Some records
━━━

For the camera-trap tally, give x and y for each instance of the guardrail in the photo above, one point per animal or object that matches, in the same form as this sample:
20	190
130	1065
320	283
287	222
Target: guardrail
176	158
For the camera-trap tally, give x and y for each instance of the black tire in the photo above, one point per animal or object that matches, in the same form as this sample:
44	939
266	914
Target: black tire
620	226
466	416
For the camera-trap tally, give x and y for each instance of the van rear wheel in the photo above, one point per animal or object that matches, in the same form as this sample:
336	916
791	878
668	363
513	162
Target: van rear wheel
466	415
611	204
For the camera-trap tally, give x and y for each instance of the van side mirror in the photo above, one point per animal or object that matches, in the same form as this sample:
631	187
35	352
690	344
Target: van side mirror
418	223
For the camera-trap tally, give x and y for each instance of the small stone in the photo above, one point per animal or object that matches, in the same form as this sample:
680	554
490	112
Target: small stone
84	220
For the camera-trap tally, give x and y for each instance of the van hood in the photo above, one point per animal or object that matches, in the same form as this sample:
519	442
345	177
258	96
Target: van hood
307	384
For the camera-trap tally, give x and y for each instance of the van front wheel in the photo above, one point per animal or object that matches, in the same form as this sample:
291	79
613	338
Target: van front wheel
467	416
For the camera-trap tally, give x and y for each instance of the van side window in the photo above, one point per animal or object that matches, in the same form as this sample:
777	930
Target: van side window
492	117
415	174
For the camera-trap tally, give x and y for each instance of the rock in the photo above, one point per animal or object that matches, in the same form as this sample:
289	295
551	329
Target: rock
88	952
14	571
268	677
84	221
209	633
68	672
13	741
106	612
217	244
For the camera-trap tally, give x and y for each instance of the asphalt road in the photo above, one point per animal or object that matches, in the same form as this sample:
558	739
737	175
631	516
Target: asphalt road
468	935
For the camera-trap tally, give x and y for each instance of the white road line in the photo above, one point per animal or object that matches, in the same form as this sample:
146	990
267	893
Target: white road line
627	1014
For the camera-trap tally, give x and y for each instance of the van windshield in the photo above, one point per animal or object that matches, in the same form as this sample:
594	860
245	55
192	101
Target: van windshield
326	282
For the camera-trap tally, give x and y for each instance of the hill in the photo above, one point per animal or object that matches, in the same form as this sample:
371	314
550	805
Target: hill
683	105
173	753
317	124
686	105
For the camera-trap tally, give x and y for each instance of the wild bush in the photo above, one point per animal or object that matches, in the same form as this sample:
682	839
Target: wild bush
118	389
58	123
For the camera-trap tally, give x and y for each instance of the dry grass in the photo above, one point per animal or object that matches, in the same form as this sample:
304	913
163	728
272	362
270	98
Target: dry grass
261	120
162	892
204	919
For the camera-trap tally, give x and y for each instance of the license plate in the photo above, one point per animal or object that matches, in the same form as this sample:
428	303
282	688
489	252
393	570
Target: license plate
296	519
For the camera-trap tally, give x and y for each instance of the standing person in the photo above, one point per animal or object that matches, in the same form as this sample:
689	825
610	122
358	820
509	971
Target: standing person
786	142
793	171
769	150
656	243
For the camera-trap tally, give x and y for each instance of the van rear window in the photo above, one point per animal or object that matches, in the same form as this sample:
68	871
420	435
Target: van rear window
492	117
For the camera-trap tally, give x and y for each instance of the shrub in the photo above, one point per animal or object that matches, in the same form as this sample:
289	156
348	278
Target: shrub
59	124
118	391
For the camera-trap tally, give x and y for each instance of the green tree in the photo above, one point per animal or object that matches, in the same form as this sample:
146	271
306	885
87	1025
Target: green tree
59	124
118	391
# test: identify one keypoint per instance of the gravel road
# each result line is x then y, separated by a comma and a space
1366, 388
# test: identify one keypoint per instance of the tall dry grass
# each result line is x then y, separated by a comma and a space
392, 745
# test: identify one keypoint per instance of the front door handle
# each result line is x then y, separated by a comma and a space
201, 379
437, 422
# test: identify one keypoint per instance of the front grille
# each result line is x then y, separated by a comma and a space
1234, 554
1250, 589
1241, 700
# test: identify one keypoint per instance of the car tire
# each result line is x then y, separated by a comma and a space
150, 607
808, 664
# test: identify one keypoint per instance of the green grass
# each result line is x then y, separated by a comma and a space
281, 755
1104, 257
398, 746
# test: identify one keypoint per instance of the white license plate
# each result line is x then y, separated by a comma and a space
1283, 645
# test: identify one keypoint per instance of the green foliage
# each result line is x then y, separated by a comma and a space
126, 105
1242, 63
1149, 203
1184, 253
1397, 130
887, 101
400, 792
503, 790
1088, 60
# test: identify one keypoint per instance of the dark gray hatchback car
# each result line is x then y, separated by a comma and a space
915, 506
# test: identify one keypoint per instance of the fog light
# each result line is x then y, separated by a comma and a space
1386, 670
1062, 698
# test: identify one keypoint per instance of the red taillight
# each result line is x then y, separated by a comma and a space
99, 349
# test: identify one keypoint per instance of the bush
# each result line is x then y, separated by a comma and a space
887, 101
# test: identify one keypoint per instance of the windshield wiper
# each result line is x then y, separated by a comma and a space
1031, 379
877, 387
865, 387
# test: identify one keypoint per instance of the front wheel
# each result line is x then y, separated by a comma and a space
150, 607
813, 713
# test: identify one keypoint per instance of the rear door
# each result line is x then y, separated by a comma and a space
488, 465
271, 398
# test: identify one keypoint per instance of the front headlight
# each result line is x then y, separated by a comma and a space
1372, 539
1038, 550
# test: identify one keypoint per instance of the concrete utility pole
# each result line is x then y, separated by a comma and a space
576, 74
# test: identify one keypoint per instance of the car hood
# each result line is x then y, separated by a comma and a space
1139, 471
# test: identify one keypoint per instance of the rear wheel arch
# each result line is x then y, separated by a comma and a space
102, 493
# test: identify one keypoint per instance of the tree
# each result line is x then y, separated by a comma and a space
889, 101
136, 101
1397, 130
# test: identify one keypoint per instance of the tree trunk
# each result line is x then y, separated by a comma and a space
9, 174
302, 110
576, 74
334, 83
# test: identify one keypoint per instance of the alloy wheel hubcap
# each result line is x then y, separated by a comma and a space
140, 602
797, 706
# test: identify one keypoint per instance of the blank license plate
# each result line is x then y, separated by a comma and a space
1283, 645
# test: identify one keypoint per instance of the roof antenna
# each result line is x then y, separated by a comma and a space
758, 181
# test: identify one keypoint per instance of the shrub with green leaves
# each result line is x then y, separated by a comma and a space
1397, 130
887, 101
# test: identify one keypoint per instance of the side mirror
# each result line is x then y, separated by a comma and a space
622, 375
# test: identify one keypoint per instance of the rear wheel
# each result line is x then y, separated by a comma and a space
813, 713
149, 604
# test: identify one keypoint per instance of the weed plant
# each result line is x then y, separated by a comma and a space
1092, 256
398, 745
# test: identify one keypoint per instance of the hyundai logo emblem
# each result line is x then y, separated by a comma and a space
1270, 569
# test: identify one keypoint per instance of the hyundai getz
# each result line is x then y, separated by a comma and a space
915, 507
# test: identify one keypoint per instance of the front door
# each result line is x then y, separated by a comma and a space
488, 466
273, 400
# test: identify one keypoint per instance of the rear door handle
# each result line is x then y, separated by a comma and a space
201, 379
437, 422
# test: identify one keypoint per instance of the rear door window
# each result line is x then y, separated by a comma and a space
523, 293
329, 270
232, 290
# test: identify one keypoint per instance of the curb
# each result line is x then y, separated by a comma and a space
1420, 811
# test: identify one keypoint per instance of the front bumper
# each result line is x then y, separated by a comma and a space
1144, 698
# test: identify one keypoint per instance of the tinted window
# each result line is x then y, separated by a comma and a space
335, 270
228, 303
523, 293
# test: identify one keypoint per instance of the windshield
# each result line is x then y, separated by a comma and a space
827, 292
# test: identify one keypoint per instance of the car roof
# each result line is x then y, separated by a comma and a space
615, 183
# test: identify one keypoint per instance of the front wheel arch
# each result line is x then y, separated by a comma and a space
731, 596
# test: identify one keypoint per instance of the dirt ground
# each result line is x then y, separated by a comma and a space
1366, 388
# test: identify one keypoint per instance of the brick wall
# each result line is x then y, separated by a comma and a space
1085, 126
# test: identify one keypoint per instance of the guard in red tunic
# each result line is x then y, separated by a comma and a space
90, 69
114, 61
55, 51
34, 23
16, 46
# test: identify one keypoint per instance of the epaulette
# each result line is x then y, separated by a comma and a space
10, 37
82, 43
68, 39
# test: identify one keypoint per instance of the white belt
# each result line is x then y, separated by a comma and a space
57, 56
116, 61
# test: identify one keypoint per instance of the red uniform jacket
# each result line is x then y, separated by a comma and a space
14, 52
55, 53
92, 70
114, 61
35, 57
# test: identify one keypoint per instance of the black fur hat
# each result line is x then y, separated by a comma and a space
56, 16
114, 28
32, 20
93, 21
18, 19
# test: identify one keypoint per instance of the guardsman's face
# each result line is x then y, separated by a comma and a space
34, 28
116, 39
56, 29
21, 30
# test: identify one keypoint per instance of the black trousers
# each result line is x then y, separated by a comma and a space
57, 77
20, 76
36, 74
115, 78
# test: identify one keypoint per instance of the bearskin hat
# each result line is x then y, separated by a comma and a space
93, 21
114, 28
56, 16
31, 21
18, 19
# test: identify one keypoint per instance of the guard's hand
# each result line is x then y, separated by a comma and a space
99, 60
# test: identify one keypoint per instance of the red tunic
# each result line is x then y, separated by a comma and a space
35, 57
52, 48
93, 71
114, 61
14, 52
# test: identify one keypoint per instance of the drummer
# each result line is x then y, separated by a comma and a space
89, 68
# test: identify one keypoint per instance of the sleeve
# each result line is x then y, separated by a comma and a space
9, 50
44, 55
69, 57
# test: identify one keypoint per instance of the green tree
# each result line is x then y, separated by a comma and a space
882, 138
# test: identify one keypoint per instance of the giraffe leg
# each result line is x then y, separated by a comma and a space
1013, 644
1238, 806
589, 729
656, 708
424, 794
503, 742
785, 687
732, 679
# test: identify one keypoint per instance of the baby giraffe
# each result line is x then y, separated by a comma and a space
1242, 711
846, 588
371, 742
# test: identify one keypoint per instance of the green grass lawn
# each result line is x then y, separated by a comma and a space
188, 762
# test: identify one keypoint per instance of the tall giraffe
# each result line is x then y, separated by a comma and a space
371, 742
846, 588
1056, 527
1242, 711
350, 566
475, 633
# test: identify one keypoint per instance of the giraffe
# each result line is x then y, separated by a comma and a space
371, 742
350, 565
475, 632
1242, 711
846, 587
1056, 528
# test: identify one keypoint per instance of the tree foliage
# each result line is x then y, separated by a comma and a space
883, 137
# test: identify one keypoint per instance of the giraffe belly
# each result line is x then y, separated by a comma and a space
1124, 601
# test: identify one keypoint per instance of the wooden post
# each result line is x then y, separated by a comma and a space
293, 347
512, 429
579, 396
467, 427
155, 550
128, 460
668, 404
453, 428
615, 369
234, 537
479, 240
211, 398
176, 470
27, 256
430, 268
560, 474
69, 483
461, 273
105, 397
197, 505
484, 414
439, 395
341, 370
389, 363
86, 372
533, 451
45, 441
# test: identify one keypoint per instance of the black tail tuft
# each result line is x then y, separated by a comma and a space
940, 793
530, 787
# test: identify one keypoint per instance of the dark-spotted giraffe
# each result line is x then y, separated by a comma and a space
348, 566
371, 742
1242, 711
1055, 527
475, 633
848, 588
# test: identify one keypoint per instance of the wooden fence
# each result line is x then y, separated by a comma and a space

━━━

### WORK INSTRUCTIONS
Repeat, with no changes, each line from the one with "# test: identify one keypoint per instance of the giraffe leg" to the end of the listing, including both ends and nothing else.

### WORKED ANSWER
# test: identify one keypoint per instance of the giraffe leg
# each result line is x then y, separated by a comma and a space
1013, 644
1238, 806
589, 729
656, 708
424, 794
503, 742
785, 687
732, 679
# test: identify one keypoint per instance of the baby giraffe
# each result line is x then y, separated by a comma and a space
1242, 711
846, 588
371, 742
# test: identify one keypoint per instance of the green grass lawn
# each result line is x then y, separated by a comma and a space
188, 762
# test: identify one keypoint per instance of the tall giraffe
# each result line is x then y, separated by a comma and a space
371, 742
846, 588
1056, 527
1242, 711
350, 566
475, 633
# test: identify one keypoint per instance of the giraffe
# each result line is x then y, separated by a comma and a space
371, 742
350, 565
475, 632
1242, 711
846, 587
1056, 528
# test: identify one keypoint per instance of the tree foliage
# each result line is x then y, separated by a comma and a space
883, 137
# test: identify one keypoint per instance of the giraffe belly
# each result line is x then y, separated by a comma and a space
1124, 601
# test: identify one keypoint per instance of the wooden post
# each result line is x then y, separated by a comma and a space
293, 347
512, 429
579, 396
467, 427
155, 550
128, 460
668, 404
453, 428
615, 369
234, 537
479, 240
211, 398
176, 470
27, 256
430, 268
560, 474
69, 483
461, 273
105, 397
197, 505
484, 414
439, 395
341, 370
389, 363
86, 372
533, 451
45, 441
# test: identify one keypoint per instance of the black tail tuft
# each result line is x then y, separated by a comma and a space
940, 793
530, 787
# test: identify one keypoint per instance of the dark-spotted giraffe
# each result line is x then y, separated by a comma and a space
348, 566
371, 742
1242, 711
1055, 527
475, 633
848, 588
# test: identify one keypoint per instance of the wooden fence
# each result line is x then y, separated by a comma and a space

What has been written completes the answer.